PROMPT:
Retype the passage of the mailing-list post from "Nanley Chery nanleychery" to "format as expected." word for word.

PROVIDED TEXT:
<<<<

[Mesa-dev] [PATCH 3/8] i965: Faking the ETC2 compression on Gen < 8 GPUs using two miptrees.

Nanley Chery nanleychery at gmail.com
Fri Jan 18 23:32:02 UTC 2019


On Mon, Nov 19, 2018 at 10:54:07AM +0200, Eleni Maria Stea wrote:
> GPUs Gen < 8 cannot render ETC2 formats. So far, they converted the
> compressed EAC/ETC2 images to non-compressed RGB format images that they
> can render. When GetCompressed* functions were called, the pixels were
> returned in the RGB format and not the compressed format as expected.
> 
> Trying to fix this problem, we use the shadow miptree to store the
> decompressed data for the rendering and the main miptree to store the
> compressed. We use the BRW_MAP_ETC_BIT as a flag to indicate when we
> use the fake compression in order to map the main tree with the
> compressed data. The functions that upload the compressed data as well
> as the mapping/unmapping functions are now updated to use this flag.

>>>>

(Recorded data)
<<<<

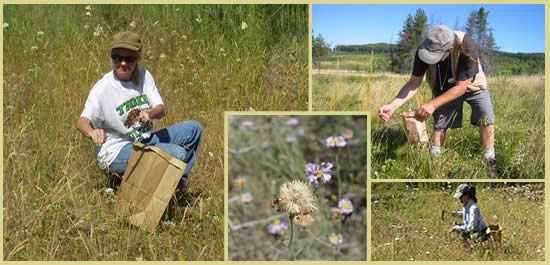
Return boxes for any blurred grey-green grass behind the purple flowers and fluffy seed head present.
[228,115,368,261]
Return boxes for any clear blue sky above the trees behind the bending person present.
[312,4,545,52]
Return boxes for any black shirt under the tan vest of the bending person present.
[413,34,479,91]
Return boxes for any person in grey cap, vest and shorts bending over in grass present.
[378,25,497,177]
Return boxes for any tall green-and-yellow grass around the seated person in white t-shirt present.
[3,5,309,261]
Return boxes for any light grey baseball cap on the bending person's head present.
[418,25,455,64]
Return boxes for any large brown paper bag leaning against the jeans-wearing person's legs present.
[116,141,187,233]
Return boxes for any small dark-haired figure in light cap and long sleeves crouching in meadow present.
[449,184,488,241]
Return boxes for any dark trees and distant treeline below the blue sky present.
[312,7,544,75]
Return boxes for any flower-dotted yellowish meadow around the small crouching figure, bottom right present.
[371,182,545,261]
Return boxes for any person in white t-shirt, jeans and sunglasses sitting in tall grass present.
[77,31,202,188]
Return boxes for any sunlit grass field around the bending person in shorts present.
[313,70,544,179]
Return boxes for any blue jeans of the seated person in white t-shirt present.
[109,121,202,188]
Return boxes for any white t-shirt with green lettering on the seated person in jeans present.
[80,69,164,169]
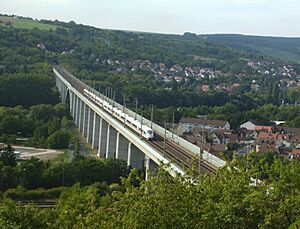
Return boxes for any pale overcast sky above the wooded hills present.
[0,0,300,37]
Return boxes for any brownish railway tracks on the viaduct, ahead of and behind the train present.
[56,66,217,173]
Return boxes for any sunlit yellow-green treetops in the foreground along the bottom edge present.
[0,154,300,228]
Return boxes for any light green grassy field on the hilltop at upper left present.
[0,16,59,30]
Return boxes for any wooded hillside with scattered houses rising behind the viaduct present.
[0,15,300,127]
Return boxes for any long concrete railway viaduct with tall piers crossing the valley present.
[53,65,225,176]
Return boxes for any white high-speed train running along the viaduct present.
[84,89,154,140]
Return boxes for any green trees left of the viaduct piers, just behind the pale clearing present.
[0,103,78,150]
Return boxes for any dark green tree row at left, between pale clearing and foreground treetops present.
[0,145,130,193]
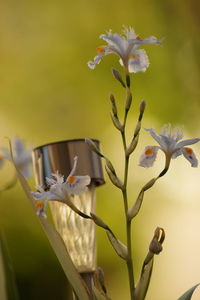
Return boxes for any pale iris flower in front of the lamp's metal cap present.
[32,156,91,216]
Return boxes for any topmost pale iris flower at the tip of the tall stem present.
[88,27,161,73]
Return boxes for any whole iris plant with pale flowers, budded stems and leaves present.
[0,27,200,300]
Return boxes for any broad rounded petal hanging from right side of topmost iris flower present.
[128,49,149,73]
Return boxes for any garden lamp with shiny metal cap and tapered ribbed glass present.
[33,140,104,273]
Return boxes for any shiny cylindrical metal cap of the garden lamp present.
[32,139,105,186]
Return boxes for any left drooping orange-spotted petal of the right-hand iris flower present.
[139,146,159,168]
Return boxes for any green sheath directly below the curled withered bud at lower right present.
[134,256,153,300]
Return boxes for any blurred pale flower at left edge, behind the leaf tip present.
[0,137,32,178]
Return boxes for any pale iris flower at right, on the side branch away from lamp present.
[139,124,200,168]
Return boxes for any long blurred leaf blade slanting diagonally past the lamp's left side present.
[10,141,89,300]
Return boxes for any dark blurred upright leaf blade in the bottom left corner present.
[0,232,19,300]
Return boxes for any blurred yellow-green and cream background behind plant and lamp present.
[0,0,200,300]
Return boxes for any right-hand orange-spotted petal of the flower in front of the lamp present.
[66,175,91,195]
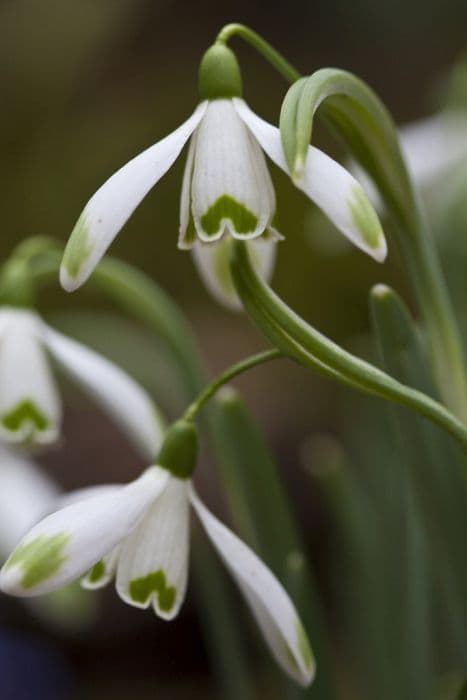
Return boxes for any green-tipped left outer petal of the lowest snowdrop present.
[0,467,168,596]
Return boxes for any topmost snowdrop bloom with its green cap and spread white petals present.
[60,45,386,302]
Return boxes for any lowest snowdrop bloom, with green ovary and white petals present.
[0,420,314,685]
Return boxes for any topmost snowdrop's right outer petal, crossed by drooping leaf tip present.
[234,98,387,262]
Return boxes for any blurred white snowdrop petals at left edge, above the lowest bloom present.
[0,307,163,458]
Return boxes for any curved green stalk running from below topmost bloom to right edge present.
[231,243,467,451]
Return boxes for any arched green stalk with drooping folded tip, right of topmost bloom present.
[280,69,467,420]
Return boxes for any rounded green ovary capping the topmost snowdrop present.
[199,44,242,100]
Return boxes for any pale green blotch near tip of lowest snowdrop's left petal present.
[5,532,70,589]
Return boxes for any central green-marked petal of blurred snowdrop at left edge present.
[0,310,62,444]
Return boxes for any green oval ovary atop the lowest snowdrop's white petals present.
[157,420,198,479]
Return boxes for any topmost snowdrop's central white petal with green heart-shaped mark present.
[191,100,275,242]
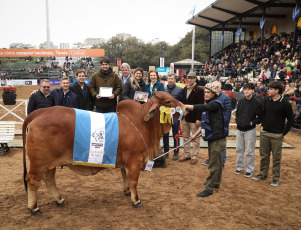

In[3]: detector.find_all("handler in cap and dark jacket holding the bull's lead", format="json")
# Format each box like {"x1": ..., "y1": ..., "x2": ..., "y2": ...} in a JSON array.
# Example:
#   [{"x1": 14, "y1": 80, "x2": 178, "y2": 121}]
[{"x1": 186, "y1": 83, "x2": 229, "y2": 197}]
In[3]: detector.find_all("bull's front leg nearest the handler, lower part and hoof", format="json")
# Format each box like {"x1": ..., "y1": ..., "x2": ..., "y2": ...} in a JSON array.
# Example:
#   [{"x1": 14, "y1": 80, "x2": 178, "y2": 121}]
[{"x1": 126, "y1": 162, "x2": 143, "y2": 208}]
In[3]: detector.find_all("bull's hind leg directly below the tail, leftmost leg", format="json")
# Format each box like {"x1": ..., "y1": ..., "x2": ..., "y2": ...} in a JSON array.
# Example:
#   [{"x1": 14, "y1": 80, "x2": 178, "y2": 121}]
[{"x1": 26, "y1": 170, "x2": 42, "y2": 215}]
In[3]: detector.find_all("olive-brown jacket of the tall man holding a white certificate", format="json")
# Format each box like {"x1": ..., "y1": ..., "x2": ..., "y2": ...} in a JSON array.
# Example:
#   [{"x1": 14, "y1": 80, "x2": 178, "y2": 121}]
[{"x1": 89, "y1": 68, "x2": 121, "y2": 108}]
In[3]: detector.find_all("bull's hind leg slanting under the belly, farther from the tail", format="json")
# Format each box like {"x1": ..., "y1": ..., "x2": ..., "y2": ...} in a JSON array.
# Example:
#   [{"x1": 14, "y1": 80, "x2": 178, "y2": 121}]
[{"x1": 43, "y1": 168, "x2": 65, "y2": 207}]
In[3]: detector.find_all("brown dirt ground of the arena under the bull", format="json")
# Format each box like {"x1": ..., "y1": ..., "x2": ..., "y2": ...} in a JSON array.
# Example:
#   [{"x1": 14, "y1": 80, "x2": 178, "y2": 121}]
[{"x1": 0, "y1": 87, "x2": 301, "y2": 230}]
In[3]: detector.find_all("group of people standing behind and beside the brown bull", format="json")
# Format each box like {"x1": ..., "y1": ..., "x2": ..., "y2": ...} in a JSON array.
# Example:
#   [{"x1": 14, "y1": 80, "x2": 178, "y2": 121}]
[{"x1": 28, "y1": 58, "x2": 293, "y2": 197}]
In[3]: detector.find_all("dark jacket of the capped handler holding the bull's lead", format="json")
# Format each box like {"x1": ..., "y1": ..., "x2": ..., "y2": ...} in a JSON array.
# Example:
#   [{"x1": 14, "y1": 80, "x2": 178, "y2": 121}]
[{"x1": 193, "y1": 97, "x2": 224, "y2": 141}]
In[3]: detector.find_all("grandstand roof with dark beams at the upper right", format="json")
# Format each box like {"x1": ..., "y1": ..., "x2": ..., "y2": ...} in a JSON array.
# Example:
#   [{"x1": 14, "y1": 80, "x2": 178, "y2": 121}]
[{"x1": 186, "y1": 0, "x2": 296, "y2": 30}]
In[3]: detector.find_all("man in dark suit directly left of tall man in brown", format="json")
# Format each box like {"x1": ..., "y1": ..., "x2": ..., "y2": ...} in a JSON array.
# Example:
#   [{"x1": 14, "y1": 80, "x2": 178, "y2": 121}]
[{"x1": 69, "y1": 70, "x2": 94, "y2": 111}]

>>>>

EXERCISE SOLUTION:
Nanley Chery nanleychery at gmail.com
Fri Jan 18 23:32:02 UTC 2019


On Mon, Nov 19, 2018 at 10:54:07AM +0200, Eleni Maria Stea wrote:
> GPUs Gen < 8 cannot render ETC2 formats. So far, they converted the
> compressed EAC/ETC2 images to non-compressed RGB format images that they
> can render. When GetCompressed* functions were called, the pixels were
> returned in the RGB format and not the compressed format as expected.